§ Énoncé de l'exercice:
Recopiez fidèlement le passage du texte sur l'appel des images qui commence à « Les images fabriquées » et se termine à « Divertissement (Pascal) ! ».

-------- Texte fourni --------

Peut-on, faut-il, résister à l'appel des images ?

Publié le 27 mars 2018 par Fmariet

Catherine Chalier, l'appel des images, Actes Sud, 2017, 90 p. 10 €
Le point de départ de la réflexion de Catherine Chalier est la deuxième des "dix paroles" (haseret hadibrot que La Septante traduit en grec par dekalogos (δεκάλογος, décalogue) ; au mot "parole", certaines traditions ont préféré, peut-être à tort, le terme de "commandements", "Gebote") : "Tu ne te feras d'idole (pesel), ni une image (temouna) quelconque de ce qui est en haut...", à quoi s'joute, en apparence contradictoire, mais réaliste : "Tu ne te prosterneras pas devant elles, tu ne les adoreras pas...".
Suivons l'analyse de Catherine Chalier, professeur de philosophie et hébraïsante : la Septante traduit en grec l'hébreu pesel (sculpture) par eidolon (εἴδωλον, idole) et l'hébreu temouna par homoioma (ὁμοίωμα, ressemblance, likeness). En anglais, "you shall not make yourself a carved image". Dans la traduction de Martin Luther : "Du sollst Dir kein Bildnis noch irgendein Gleichnis machen...". Le texte de la Torah est clair, précis : "une image pour toi", pour ton propre usage. Le texte "prohibe la représentation des vivants représentation associée d'emblée à l'idolâtrie", commente Catherine Chalier. Plus loin, elle approfondit : "l'interdit qui porte sur les sculptures et les images vise d'abord à empêcher d'aimer la servitude". Prudence !
Les images fabriquées aveuglent les humains, les empêchant de percevoir l'essentiel, qui ne se voit pas ; ainsi peut-on résumer simplement l'appel des images. Les images détournent de l'invisible, elles captivent, hypnotisent, fascinent : tout le contraire d'une pensée libre donc, le signe-même d'une "servitude volontaire", où l'on peut reconnaître l'inféodation aux célébrités de toutes sortes, politiques, sportives... et la participation enthousiaste à leur célébration. Divertissement (Pascal) !

-------- Données extraites --------

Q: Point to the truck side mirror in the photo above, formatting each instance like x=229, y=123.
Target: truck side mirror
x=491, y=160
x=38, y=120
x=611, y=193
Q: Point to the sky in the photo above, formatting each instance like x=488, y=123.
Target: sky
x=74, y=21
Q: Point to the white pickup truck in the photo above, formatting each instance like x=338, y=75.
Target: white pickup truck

--------

§ Réponse proposée:
Les images fabriquées aveuglent les humains, les empêchant de percevoir l'essentiel, qui ne se voit pas ; ainsi peut-on résumer simplement l'appel des images. Les images détournent de l'invisible, elles captivent, hypnotisent, fascinent : tout le contraire d'une pensée libre donc, le signe-même d'une "servitude volontaire", où l'on peut reconnaître l'inféodation aux célébrités de toutes sortes, politiques, sportives... et la participation enthousiaste à leur célébration. Divertissement (Pascal) !